* **SOURCE TEXT**
:::::

The golf courses along the Grand Strand have always assumed that visiting golfers expected the grass to be green year round. It is the reason course have always gone through expensive over-seeding with cool weather grasses such as poa trivialis on greens and ryegrass on tees and fairways while warm-weather bermudagrass goes dormant.
Golf course owners, operators and superintendents along the Grand Strand are increasingly becoming more comfortable with another way to achieve the green conditions that golfers seem to desire.
Many of the courses have converted to the fine bladed ultra-dwarf bermudagrasses over the past decade and it has brought about the policy of coloring the dormant grass instead of over-seeding.
Painting of greens has recently become the No. 1 alternative to over-seeding greens for winter color. Bermudagrass growth stops when nighttime temperatures begin to drop below 60 degrees (F). This is accompanied by discoloration of the turf when temperatures drop below 50 degrees (F) and eventually to full dormancy when frost occurs or as temperatures become lower than freezing. Superintendents in the Southern United States, therefore, often over-seed bermudagrass greens to meet golfers’ desire to play on green grass during the winter and increase profits for their courses.
The most common cool-season turfgrasses over-seeded into dormant bermudagrass greens are rough (Poa trivialis) and perennial ryegrass. When the over-seeding season starts, the bermudagrass is often not fully dormant yet and is still competing for water and nutrients. Over-seeding itself is disruptive for the existing bermudagrass turf as verticutting or other physical means of thinning the turf is performed to provide good seed-to-soil contact. Additionally, to provide a quality putting green, high over-seed rates are often used. These high seeding rates plus cooler spring temperatures often weaken the bermudagrass turf and potentially results in catastrophic problems during spring transition into summer.

:::::

* **DATA**
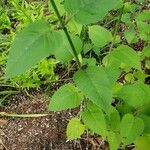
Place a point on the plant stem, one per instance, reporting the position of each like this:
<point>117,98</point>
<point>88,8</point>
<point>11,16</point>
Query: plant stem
<point>66,32</point>
<point>116,29</point>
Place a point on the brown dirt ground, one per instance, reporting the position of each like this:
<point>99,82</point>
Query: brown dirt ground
<point>44,133</point>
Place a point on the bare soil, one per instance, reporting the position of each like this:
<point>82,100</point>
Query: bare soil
<point>44,133</point>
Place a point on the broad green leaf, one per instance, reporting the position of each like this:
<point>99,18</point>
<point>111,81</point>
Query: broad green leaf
<point>90,11</point>
<point>67,96</point>
<point>126,18</point>
<point>65,53</point>
<point>95,83</point>
<point>131,128</point>
<point>114,140</point>
<point>94,119</point>
<point>130,36</point>
<point>89,61</point>
<point>113,120</point>
<point>96,34</point>
<point>135,95</point>
<point>146,51</point>
<point>74,27</point>
<point>143,143</point>
<point>74,129</point>
<point>31,45</point>
<point>123,57</point>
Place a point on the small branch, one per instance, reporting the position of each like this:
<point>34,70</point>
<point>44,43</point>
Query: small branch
<point>116,29</point>
<point>66,32</point>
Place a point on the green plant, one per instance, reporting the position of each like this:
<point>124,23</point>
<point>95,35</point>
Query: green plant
<point>111,92</point>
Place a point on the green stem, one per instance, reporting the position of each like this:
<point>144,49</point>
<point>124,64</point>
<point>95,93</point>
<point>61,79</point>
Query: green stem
<point>116,29</point>
<point>66,32</point>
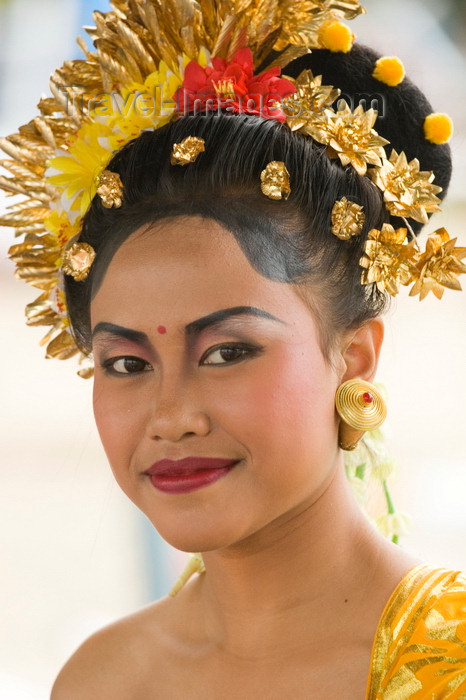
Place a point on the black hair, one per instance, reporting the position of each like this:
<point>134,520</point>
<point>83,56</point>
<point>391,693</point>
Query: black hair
<point>291,240</point>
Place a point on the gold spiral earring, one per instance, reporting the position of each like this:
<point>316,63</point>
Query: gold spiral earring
<point>361,407</point>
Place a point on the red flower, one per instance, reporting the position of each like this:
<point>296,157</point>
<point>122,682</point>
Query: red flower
<point>233,87</point>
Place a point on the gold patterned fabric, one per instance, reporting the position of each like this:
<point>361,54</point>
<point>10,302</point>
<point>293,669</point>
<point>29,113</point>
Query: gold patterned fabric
<point>419,651</point>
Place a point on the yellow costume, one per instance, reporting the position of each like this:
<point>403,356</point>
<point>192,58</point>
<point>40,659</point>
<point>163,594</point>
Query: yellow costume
<point>419,651</point>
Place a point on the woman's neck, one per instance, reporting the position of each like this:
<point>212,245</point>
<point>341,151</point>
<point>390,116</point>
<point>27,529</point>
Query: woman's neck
<point>320,565</point>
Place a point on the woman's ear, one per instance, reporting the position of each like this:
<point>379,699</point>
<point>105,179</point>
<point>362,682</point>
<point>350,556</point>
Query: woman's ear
<point>361,350</point>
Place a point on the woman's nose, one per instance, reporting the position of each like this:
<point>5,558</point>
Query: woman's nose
<point>177,412</point>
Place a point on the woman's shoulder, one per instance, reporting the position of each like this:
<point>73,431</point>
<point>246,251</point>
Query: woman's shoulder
<point>421,640</point>
<point>113,662</point>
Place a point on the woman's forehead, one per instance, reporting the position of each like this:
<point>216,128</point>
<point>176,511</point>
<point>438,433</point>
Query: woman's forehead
<point>181,270</point>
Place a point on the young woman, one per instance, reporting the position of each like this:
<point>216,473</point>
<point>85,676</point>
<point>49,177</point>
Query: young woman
<point>228,276</point>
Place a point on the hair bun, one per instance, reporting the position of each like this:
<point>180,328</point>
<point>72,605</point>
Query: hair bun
<point>402,108</point>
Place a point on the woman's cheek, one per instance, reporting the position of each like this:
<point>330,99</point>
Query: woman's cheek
<point>115,419</point>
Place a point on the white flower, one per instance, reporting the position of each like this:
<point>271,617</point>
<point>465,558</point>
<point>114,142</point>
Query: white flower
<point>394,524</point>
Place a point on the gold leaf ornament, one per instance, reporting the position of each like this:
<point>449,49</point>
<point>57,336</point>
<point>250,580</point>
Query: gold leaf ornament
<point>388,259</point>
<point>439,266</point>
<point>275,181</point>
<point>347,219</point>
<point>408,191</point>
<point>187,151</point>
<point>309,100</point>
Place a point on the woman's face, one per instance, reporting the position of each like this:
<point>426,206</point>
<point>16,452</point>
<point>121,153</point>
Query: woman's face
<point>199,356</point>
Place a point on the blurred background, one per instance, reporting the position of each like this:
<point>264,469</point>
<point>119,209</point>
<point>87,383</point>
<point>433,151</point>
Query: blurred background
<point>75,554</point>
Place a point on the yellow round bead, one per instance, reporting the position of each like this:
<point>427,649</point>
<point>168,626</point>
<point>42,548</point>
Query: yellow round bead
<point>389,70</point>
<point>336,36</point>
<point>438,128</point>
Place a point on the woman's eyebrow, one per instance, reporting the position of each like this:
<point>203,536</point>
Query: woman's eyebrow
<point>120,331</point>
<point>192,328</point>
<point>223,314</point>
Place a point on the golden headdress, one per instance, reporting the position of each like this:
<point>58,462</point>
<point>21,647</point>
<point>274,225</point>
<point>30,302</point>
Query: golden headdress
<point>58,160</point>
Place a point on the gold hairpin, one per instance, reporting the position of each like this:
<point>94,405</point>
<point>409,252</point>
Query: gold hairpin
<point>347,219</point>
<point>110,189</point>
<point>187,151</point>
<point>275,181</point>
<point>77,261</point>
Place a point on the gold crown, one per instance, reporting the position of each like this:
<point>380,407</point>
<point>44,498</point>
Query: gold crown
<point>58,160</point>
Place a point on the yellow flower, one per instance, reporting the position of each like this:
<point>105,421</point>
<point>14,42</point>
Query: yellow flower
<point>148,105</point>
<point>81,164</point>
<point>439,266</point>
<point>336,37</point>
<point>389,70</point>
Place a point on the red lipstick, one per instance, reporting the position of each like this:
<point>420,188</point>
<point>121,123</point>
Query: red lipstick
<point>188,474</point>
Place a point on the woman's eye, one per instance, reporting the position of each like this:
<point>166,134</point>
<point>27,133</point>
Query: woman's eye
<point>126,365</point>
<point>226,354</point>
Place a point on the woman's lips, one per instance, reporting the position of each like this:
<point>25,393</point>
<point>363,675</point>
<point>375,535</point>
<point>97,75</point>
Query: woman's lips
<point>188,474</point>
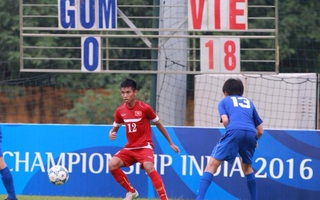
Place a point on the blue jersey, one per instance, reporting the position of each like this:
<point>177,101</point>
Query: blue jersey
<point>241,112</point>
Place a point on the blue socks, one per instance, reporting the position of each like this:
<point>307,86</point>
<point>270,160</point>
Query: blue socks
<point>8,182</point>
<point>251,182</point>
<point>204,185</point>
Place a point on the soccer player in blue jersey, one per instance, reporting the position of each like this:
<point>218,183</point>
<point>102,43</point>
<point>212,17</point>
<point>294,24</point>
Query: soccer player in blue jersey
<point>243,128</point>
<point>6,175</point>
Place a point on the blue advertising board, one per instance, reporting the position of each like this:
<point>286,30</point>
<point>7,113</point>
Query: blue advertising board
<point>286,162</point>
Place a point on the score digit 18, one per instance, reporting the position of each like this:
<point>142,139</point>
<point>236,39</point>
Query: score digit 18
<point>220,55</point>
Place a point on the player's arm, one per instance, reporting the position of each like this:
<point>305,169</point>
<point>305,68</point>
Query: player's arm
<point>166,135</point>
<point>113,131</point>
<point>224,120</point>
<point>259,131</point>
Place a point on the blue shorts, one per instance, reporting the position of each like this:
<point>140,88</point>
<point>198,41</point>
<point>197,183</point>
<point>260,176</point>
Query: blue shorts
<point>235,142</point>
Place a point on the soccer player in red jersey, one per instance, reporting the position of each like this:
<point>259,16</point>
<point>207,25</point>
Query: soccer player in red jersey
<point>136,116</point>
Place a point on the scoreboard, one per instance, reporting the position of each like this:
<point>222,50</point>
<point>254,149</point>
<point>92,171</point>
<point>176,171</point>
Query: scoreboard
<point>218,27</point>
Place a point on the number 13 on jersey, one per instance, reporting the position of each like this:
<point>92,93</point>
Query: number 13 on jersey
<point>220,55</point>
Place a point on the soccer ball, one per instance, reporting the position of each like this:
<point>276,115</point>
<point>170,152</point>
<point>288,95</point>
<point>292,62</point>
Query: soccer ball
<point>58,175</point>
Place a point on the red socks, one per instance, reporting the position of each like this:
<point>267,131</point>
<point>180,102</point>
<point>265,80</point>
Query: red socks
<point>122,179</point>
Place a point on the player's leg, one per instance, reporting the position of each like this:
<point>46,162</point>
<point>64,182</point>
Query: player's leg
<point>146,157</point>
<point>207,176</point>
<point>115,164</point>
<point>251,180</point>
<point>156,179</point>
<point>226,149</point>
<point>6,177</point>
<point>246,152</point>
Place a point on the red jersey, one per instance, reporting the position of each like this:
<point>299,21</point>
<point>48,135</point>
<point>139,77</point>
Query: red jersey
<point>137,122</point>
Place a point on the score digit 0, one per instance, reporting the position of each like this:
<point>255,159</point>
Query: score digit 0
<point>220,55</point>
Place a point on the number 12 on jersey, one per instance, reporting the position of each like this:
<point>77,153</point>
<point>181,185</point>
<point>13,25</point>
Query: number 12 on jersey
<point>220,55</point>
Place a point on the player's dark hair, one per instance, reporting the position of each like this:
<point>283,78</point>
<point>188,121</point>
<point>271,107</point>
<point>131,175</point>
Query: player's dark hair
<point>233,87</point>
<point>129,83</point>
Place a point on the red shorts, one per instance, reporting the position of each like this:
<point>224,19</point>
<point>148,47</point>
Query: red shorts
<point>130,157</point>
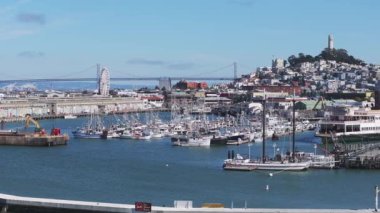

:::::

* **WHAT YOU NEED TO DO**
- 1) Write out the passage on Grand Strand golf courses from "Golf course owners, operators" up to and including "instead of over-seeding.".
- 2) State whether each of the following statements agrees with the passage on Grand Strand golf courses, answering yes or no and quoting the words of the passage that decide it. (a) Bermudagrass stops growing once nighttime temperatures fall below 60 degrees (F). (b) Perennial ryegrass is the only cool-season turfgrass commonly over-seeded into dormant bermudagrass greens. (c) By the time the over-seeding season starts, the bermudagrass is always fully dormant.

* **OUTPUTS IN ORDER**
- 1)
Golf course owners, operators and superintendents along the Grand Strand are increasingly becoming more comfortable with another way to achieve the green conditions that golfers seem to desire.
Many of the courses have converted to the fine bladed ultra-dwarf bermudagrasses over the past decade and it has brought about the policy of coloring the dormant grass instead of over-seeding.

- 2)
(a) Yes: "Bermudagrass growth stops when nighttime temperatures begin to drop below 60 degrees (F)."
(b) No: "The most common cool-season turfgrasses over-seeded into dormant bermudagrass greens are rough (Poa trivialis) and perennial ryegrass."
(c) No: "When the over-seeding season starts, the bermudagrass is often not fully dormant yet and is still competing for water and nutrients."